TEXT SECTION →
····················
# Betta tankmates for a 10 gallon



## StygianSteel (Apr 2, 2010)

orchidman said:


> any ideas for tankmates for a betta in a 10 gallon. i will have an oto or two, but im looking for some other small tankmates. the tank will be low tech, heavily planted


I'm planning on doing a 10 gallon Betta tank setup in the near future myself. Personally I plan to go with a Betta, 3 African Dwarf Frogs, and 3 Otos which will be about max stocking. ADFs make pretty relaxed tank mates for Bettas.

If you're looking for more of a school a small group of Pygmy Corys, Harlequin Rasbora, or some sort of small Tetra would be nice. Would pretty much put you at max recommended stocking, but it's doable.


----------



## orchidman (Dec 15, 2010)

i dont want to over stock. but i dont really like frogs. ill get otos, maybe some rasboras?


----------



## KShoes (Sep 29, 2009)

My betta didn't touch my shrimps when i had him in a 5 gallon vase. Try some amano shrimps.


----------



## orchidman (Dec 15, 2010)

do shrimp have any special requirements? i heard betas would be aggressive towards shrimp. since they are part of their natural diet ( i think i read that somewhere)


----------



## Noahma (Oct 18, 2009)

Boraras brigittae
Danio erythromicron
Celestial Pearl Danio
Dario Dario (can be very finicky eaters)


I would NOT put anything that resembles a betta to a betta, IE Fancy guppies ect.


----------



## Noahma (Oct 18, 2009)

orchidman said:


> do shrimp have any special requirements? i heard betas would be aggressive towards shrimp. since they are part of their natural diet ( i think i read that somewhere)


Anything smaller than an amano is a good chance it will be a snack, If you decide on Amano shrimp, place them in the tank for a few weeks before anything else. That will let them learn the tank, and find places to hide.


----------



## orchidman (Dec 15, 2010)

none of those really catch my fancy, anything else? thanks for you input though. 

would any rasboras do? maybe harlequins?


----------



## Noahma (Oct 18, 2009)

orchidman said:


> none of those really catch my fancy, anything else? thanks for you input though.
> 
> would any rasboras do? maybe harlequins?


If they are nippy, probably not. The chili rasbora are very pretty fish, tiny little bright red fish.
····················
WRITTEN PROBLEM A →
Check each statement against the betta tankmates thread. For each, answer yes or no and quote the words from the thread that decide it.
(i) StygianSteel plans to keep three Otos alongside the Betta.
(ii) orchidman says he likes frogs.
(iii) Noahma advises adding Amano shrimp after the other tankmates are already in the tank.
WRITTEN PROBLEM B →
In the betta tankmates thread, what was KShoes's betta kept in when it left the shrimps alone?
WRITTEN PROBLEM C →
List the fish names that Noahma gives one per line in the betta tankmates thread.
····················
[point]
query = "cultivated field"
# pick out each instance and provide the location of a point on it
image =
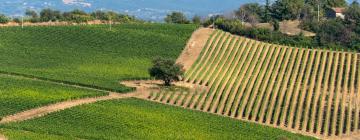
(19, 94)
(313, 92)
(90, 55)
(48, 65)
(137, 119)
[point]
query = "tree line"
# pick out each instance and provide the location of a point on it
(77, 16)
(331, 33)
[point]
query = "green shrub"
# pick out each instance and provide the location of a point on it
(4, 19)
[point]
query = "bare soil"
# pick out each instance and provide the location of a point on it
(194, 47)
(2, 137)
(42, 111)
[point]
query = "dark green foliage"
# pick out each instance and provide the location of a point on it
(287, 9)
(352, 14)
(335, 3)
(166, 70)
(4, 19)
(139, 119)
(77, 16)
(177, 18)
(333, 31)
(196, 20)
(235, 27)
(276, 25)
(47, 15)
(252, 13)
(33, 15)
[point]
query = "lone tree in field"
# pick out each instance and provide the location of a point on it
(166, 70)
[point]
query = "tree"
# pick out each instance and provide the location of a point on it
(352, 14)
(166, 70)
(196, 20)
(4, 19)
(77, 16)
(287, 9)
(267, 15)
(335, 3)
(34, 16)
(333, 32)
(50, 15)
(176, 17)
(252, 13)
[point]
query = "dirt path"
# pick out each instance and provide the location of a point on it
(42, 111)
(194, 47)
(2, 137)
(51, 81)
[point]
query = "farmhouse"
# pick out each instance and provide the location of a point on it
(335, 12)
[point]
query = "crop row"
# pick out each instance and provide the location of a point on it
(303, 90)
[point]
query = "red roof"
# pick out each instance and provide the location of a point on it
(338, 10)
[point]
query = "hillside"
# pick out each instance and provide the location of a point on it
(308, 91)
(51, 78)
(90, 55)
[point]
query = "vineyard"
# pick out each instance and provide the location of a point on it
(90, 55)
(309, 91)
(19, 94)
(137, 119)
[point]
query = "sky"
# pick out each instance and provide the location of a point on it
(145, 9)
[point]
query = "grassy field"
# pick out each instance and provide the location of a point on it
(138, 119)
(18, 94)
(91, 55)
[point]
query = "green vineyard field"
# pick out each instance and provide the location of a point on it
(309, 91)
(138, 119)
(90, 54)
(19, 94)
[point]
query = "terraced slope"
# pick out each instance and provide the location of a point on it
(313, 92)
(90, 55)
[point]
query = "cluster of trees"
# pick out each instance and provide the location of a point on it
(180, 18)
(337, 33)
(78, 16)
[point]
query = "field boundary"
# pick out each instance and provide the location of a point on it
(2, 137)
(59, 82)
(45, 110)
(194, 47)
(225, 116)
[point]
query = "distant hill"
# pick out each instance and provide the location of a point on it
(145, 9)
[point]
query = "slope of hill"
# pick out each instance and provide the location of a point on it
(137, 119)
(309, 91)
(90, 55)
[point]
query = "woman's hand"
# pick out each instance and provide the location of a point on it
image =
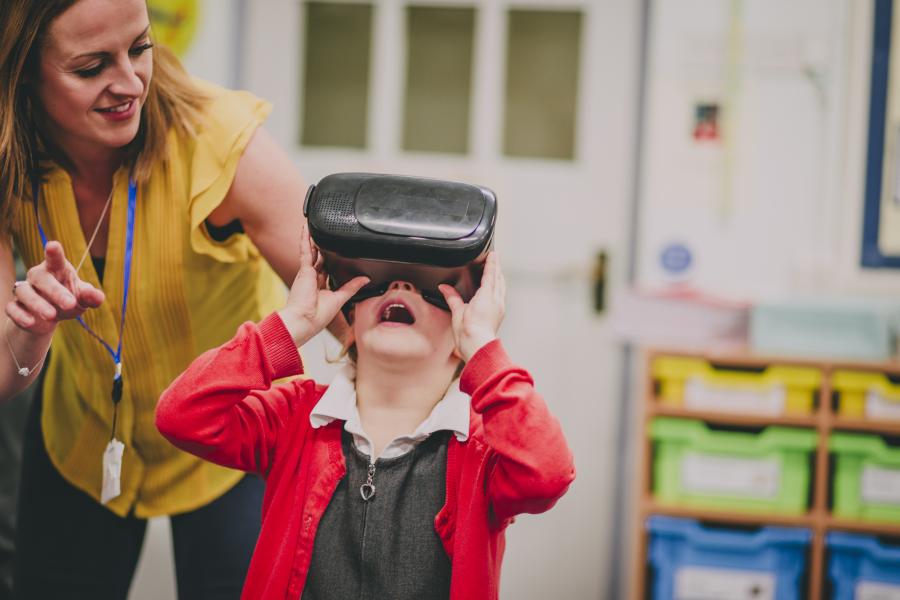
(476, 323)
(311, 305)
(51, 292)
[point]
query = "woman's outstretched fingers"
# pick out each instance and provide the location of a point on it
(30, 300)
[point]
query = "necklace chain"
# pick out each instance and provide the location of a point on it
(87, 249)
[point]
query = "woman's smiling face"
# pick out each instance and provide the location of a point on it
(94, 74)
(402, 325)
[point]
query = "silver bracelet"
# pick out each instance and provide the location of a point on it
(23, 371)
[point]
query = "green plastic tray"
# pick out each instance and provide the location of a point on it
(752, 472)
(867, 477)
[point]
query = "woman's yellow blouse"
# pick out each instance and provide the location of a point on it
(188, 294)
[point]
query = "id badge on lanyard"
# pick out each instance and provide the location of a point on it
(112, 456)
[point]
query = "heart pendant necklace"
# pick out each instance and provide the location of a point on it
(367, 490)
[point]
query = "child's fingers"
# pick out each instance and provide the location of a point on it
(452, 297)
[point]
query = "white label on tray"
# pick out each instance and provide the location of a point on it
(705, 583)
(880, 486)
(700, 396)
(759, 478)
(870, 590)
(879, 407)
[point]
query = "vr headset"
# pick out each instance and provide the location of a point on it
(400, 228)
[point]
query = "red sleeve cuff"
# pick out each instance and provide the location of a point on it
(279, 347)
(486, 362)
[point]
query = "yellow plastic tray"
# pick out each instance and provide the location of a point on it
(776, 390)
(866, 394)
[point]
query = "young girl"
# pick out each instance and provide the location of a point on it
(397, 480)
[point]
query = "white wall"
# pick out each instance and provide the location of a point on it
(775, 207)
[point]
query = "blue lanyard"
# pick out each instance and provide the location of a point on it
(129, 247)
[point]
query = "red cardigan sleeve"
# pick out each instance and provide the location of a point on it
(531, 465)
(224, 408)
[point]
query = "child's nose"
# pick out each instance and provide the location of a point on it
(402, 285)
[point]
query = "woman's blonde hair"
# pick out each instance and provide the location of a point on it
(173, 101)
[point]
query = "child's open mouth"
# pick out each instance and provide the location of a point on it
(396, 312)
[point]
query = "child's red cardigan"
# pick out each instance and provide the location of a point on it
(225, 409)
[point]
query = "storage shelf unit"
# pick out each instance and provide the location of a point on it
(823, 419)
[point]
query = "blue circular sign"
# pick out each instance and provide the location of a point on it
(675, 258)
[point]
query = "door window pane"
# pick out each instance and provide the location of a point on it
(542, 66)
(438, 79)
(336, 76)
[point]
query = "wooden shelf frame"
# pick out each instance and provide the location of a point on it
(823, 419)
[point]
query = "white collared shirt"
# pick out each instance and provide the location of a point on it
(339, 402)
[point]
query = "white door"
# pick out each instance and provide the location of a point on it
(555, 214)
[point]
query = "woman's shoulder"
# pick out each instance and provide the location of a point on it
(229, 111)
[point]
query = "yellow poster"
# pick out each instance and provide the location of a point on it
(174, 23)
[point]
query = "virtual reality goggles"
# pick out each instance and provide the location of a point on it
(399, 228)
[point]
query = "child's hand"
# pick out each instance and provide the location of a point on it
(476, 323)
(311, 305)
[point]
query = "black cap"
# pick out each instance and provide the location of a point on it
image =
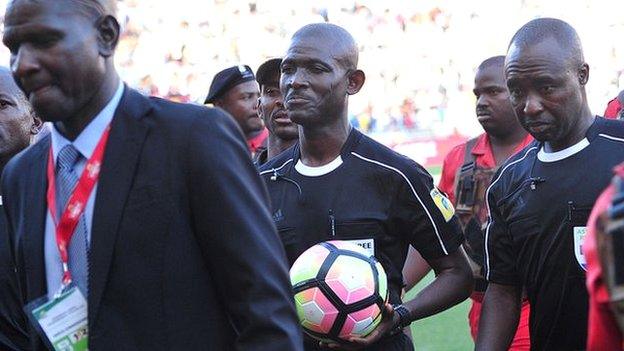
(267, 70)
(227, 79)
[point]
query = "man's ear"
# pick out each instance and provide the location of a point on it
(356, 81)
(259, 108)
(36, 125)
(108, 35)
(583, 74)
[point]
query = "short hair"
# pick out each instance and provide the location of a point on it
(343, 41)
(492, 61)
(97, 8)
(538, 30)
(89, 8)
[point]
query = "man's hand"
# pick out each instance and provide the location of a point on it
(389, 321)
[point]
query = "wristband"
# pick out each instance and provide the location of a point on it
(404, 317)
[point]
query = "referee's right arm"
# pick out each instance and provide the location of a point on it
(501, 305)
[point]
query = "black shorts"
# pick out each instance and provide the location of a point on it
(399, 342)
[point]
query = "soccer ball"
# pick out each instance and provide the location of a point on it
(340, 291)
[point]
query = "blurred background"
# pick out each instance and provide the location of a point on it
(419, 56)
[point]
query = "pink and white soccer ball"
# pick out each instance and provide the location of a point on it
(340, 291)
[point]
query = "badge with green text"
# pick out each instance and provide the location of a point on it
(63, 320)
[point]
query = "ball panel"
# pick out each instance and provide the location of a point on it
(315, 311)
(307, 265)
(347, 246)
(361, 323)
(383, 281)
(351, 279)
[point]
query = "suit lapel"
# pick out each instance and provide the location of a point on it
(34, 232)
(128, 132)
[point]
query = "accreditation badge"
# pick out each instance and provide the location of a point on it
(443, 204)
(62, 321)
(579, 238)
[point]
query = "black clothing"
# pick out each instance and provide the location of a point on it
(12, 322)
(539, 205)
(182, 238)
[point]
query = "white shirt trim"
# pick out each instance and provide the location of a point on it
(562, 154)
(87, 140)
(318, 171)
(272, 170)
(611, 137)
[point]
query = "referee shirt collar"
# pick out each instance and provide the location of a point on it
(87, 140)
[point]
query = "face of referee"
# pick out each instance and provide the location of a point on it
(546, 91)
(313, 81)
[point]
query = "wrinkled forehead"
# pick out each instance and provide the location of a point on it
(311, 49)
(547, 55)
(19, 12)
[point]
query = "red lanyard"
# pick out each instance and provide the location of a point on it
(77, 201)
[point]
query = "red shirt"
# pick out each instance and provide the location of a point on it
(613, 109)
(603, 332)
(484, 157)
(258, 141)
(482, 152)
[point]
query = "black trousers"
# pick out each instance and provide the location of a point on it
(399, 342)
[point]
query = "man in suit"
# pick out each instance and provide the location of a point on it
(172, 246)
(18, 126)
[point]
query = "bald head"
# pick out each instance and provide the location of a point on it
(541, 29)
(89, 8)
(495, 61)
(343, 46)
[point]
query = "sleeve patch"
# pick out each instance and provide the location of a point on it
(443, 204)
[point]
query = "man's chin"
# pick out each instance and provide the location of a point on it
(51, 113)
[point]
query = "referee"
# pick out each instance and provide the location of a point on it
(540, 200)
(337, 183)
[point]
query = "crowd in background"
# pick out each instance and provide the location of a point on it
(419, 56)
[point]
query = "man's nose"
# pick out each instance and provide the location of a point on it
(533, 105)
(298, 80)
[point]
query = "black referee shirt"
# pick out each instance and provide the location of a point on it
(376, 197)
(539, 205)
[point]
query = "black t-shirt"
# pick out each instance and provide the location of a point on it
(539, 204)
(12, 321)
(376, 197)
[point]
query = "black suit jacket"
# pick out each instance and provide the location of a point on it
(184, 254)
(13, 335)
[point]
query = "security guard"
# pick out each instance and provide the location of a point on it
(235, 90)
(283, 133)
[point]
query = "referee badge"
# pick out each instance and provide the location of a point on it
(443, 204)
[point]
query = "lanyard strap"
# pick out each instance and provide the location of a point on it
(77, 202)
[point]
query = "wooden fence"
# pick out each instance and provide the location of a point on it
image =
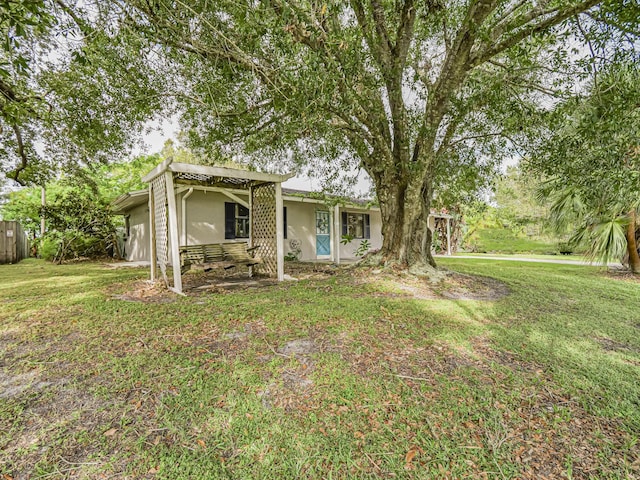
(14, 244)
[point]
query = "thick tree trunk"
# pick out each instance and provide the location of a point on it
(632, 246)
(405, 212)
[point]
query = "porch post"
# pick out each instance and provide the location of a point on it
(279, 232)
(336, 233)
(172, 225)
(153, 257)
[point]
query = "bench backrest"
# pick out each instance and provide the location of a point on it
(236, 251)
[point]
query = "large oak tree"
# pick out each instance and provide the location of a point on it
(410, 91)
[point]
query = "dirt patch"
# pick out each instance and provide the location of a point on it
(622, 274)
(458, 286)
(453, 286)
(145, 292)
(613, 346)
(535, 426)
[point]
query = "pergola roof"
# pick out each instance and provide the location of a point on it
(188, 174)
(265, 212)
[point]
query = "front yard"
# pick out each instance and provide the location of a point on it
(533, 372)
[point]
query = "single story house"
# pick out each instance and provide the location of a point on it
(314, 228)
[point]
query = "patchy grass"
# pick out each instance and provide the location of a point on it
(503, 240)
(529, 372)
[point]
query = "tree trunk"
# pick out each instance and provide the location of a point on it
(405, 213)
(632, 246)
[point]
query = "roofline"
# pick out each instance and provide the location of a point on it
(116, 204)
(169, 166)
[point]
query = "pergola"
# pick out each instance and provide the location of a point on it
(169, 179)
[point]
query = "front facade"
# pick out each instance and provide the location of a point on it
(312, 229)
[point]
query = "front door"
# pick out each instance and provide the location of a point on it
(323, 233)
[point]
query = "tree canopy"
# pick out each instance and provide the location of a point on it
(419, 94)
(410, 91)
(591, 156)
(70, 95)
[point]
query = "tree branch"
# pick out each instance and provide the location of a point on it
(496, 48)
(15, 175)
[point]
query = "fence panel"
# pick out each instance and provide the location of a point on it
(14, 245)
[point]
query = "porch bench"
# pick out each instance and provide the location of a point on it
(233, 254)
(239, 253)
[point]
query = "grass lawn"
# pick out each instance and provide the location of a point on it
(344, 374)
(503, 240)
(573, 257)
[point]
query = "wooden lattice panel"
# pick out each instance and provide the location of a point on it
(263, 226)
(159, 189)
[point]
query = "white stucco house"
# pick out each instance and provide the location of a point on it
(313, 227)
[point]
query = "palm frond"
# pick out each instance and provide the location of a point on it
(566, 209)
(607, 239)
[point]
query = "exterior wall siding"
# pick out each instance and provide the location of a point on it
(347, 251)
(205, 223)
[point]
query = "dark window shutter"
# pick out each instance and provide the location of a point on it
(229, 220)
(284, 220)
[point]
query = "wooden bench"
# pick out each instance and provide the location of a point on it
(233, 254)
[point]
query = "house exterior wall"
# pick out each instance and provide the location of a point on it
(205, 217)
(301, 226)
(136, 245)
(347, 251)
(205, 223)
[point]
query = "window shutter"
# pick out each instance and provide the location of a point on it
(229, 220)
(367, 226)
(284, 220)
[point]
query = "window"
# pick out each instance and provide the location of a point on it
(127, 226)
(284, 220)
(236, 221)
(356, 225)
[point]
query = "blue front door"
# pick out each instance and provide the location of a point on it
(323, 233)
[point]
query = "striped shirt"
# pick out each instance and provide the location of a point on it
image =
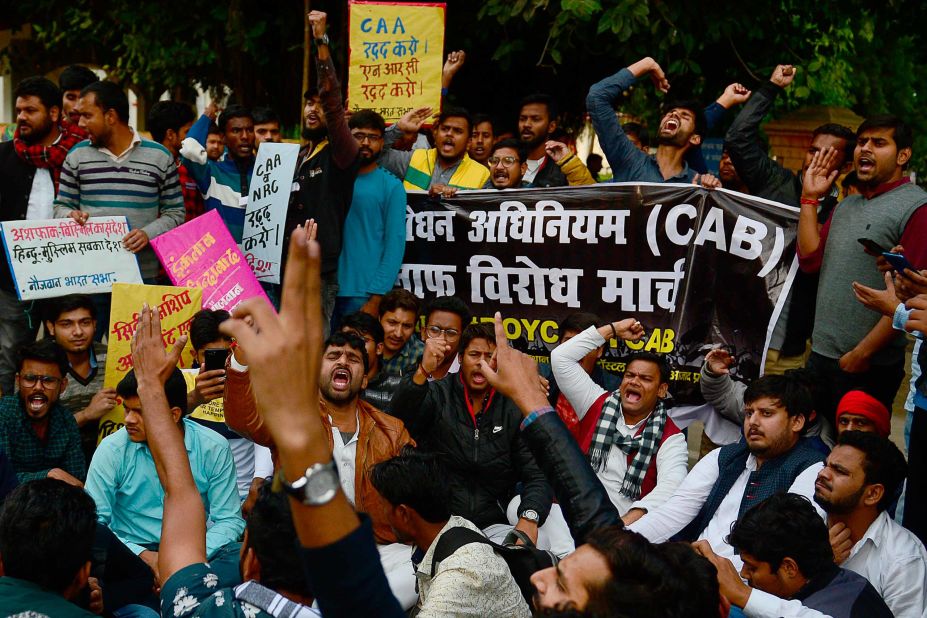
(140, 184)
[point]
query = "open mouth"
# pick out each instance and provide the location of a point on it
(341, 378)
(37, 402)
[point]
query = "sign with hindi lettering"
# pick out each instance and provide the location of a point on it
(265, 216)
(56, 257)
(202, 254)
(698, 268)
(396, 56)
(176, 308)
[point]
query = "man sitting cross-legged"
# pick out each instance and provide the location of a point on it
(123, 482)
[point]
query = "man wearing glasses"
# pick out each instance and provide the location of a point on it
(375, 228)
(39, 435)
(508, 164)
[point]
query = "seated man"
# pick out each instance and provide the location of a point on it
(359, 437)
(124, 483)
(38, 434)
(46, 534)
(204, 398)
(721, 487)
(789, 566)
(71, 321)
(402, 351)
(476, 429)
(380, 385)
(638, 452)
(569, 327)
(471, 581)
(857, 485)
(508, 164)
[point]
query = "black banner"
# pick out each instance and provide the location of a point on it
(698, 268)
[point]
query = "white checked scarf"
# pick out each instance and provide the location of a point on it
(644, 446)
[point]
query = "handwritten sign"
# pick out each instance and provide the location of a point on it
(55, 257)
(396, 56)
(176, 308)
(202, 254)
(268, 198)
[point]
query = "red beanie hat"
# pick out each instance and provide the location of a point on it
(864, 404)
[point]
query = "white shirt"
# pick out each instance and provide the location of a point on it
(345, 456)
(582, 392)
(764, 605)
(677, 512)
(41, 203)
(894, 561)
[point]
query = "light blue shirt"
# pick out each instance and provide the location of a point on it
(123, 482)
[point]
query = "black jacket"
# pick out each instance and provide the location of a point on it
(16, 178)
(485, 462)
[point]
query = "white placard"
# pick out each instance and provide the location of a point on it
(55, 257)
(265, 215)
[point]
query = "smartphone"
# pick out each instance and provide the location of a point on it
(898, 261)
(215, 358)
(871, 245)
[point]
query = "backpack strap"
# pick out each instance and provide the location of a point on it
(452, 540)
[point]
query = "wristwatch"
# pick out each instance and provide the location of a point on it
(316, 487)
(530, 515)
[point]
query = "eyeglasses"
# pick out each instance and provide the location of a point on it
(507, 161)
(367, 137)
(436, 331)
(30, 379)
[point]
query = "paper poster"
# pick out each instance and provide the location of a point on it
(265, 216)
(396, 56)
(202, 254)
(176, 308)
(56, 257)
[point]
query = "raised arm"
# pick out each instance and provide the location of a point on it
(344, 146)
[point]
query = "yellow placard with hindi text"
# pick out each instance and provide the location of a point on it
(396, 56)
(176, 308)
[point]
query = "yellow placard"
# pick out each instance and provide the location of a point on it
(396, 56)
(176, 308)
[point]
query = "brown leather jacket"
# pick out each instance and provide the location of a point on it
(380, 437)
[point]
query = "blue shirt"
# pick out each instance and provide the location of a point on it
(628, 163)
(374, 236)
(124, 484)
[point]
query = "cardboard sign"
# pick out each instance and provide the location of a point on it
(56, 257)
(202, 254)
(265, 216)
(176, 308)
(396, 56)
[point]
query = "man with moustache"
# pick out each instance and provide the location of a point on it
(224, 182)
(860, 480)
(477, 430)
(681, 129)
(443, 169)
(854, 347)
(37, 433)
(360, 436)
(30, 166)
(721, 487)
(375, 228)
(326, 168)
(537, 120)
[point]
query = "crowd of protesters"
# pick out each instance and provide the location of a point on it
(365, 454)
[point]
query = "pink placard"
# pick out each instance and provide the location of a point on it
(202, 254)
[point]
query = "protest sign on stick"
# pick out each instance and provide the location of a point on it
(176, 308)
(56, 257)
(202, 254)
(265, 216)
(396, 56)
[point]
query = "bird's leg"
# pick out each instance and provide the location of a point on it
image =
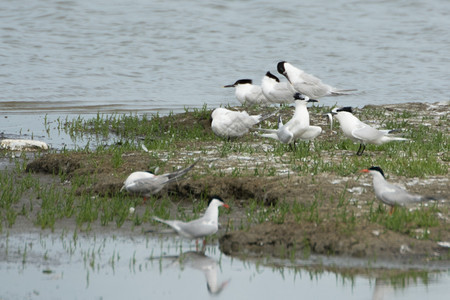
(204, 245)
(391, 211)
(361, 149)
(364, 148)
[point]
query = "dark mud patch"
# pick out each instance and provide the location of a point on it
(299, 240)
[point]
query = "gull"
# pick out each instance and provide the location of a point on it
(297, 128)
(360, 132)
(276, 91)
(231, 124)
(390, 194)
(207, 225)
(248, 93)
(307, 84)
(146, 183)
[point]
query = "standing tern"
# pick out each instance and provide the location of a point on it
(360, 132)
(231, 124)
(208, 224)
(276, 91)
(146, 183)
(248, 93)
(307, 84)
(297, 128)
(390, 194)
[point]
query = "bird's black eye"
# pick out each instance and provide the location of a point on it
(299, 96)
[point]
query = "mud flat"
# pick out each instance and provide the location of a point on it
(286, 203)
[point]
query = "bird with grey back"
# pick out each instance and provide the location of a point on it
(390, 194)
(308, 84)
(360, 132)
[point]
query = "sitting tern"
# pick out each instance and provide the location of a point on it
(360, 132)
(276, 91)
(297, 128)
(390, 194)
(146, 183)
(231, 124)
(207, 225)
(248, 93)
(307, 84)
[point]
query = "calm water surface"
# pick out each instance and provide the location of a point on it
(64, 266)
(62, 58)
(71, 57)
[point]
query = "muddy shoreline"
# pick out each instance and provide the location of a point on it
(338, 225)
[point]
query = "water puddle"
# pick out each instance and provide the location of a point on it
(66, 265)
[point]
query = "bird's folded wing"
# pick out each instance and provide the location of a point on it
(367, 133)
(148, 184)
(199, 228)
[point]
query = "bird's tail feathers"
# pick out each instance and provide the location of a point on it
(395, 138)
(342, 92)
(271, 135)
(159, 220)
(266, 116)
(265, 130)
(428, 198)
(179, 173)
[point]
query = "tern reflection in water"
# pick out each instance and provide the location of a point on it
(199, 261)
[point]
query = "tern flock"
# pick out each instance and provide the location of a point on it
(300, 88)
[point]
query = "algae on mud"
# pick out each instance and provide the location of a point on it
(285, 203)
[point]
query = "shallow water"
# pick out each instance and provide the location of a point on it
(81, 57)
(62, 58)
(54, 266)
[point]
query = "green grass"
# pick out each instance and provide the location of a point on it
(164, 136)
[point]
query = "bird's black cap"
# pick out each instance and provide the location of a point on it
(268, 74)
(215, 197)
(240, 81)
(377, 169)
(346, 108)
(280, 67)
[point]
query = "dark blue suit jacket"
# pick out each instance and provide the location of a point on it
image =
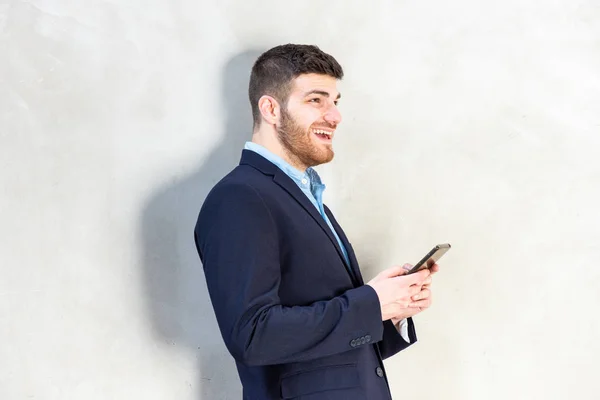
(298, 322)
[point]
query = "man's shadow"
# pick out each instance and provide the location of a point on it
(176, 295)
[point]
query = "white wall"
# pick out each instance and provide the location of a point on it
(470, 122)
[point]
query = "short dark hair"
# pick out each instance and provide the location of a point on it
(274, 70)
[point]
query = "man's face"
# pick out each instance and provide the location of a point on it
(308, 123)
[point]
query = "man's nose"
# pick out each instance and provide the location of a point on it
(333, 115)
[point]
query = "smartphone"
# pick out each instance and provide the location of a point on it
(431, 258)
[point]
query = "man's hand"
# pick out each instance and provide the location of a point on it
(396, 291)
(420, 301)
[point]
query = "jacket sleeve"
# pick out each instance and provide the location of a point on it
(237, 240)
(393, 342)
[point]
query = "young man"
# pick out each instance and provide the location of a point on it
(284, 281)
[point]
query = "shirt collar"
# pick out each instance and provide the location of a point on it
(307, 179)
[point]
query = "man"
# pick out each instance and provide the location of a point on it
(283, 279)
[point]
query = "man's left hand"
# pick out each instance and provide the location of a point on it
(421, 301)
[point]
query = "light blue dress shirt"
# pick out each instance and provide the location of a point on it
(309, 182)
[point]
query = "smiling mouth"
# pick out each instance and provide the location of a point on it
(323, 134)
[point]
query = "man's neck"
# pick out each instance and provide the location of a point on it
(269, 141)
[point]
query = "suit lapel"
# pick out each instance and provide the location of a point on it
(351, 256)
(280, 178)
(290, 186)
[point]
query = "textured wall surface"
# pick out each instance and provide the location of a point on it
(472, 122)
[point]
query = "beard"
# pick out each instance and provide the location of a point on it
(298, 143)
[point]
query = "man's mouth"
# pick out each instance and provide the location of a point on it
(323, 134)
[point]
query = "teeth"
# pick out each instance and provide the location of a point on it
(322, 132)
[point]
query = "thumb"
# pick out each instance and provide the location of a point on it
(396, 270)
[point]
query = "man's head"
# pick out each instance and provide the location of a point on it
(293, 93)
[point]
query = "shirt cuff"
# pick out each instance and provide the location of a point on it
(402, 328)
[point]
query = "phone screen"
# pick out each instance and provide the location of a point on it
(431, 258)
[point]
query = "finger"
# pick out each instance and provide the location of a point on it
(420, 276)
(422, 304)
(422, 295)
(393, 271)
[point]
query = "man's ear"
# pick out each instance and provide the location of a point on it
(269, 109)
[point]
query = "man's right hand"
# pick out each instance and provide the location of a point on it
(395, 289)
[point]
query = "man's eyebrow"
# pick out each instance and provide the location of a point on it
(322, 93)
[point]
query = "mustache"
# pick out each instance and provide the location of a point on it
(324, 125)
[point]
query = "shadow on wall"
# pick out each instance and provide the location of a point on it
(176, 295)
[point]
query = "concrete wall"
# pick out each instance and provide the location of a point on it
····················
COMPLETE OUTPUT A →
(i) Yes: "a Betta, 3 African Dwarf Frogs, and 3 Otos"
(ii) No: "i dont really like frogs"
(iii) No: "place them in the tank for a few weeks before anything else"

COMPLETE OUTPUT B →
A 5 gallon vase.

COMPLETE OUTPUT C →
Boraras brigittae
Danio erythromicron
Celestial Pearl Danio
Dario Dario